* **Given instruction**
Locate every line in the records below that contains the word "wood", and copy each of those lines in full. Case counts, so match only that exact capitalization.

* **Data shown**
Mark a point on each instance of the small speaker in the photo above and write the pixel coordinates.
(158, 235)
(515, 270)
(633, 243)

...

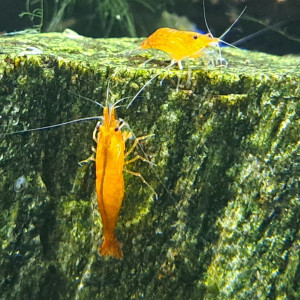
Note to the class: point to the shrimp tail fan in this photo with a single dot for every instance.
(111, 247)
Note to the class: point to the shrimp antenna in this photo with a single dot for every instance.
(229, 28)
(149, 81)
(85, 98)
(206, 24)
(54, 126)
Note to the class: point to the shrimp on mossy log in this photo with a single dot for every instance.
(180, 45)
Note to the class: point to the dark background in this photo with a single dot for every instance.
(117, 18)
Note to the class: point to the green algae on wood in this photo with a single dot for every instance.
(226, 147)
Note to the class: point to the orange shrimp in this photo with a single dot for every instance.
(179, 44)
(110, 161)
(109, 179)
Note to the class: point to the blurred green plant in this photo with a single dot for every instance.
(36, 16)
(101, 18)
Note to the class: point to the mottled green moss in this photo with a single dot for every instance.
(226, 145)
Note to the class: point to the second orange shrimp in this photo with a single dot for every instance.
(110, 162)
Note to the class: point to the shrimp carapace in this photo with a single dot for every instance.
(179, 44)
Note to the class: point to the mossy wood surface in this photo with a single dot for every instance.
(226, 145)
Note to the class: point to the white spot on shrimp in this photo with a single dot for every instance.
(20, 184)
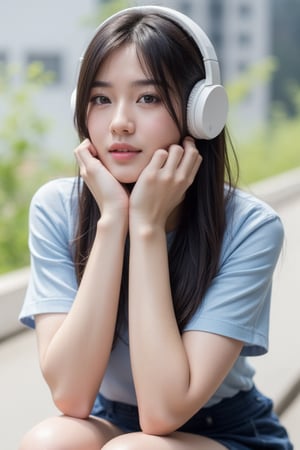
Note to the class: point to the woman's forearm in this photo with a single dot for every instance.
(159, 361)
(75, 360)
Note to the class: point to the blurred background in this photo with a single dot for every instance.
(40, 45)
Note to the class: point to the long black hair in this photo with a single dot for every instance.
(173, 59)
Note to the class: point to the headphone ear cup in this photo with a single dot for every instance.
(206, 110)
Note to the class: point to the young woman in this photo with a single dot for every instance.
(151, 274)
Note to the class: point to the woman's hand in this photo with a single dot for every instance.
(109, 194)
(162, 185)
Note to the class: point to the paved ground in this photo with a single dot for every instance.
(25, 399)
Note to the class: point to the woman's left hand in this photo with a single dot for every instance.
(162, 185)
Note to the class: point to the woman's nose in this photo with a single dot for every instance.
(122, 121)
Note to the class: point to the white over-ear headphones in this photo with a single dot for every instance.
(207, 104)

* **Task output**
Note to the class: point to the green algae on wood in this photo with a single dot for every instance.
Note to the class: point to the mossy wood surface in this photo with a single dot for every instance.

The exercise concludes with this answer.